### [Required work]
Leave out the pictures and transcribe the rest of the records exactly.

(Referring expression data)
####################
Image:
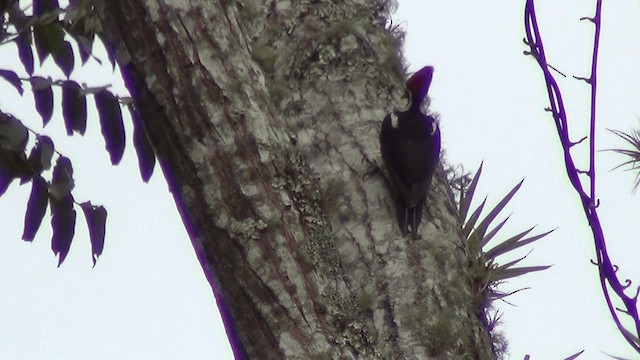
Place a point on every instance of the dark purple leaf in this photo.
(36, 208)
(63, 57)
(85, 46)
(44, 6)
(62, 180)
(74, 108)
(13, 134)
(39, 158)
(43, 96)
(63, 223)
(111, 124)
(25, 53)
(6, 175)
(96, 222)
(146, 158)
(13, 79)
####################
### [Solution below]
Image:
Place a point on every instance of the dark purple leaf in this photo.
(36, 208)
(63, 57)
(85, 46)
(44, 6)
(62, 180)
(74, 108)
(13, 134)
(39, 158)
(43, 96)
(63, 223)
(111, 124)
(25, 53)
(6, 175)
(96, 222)
(146, 158)
(13, 79)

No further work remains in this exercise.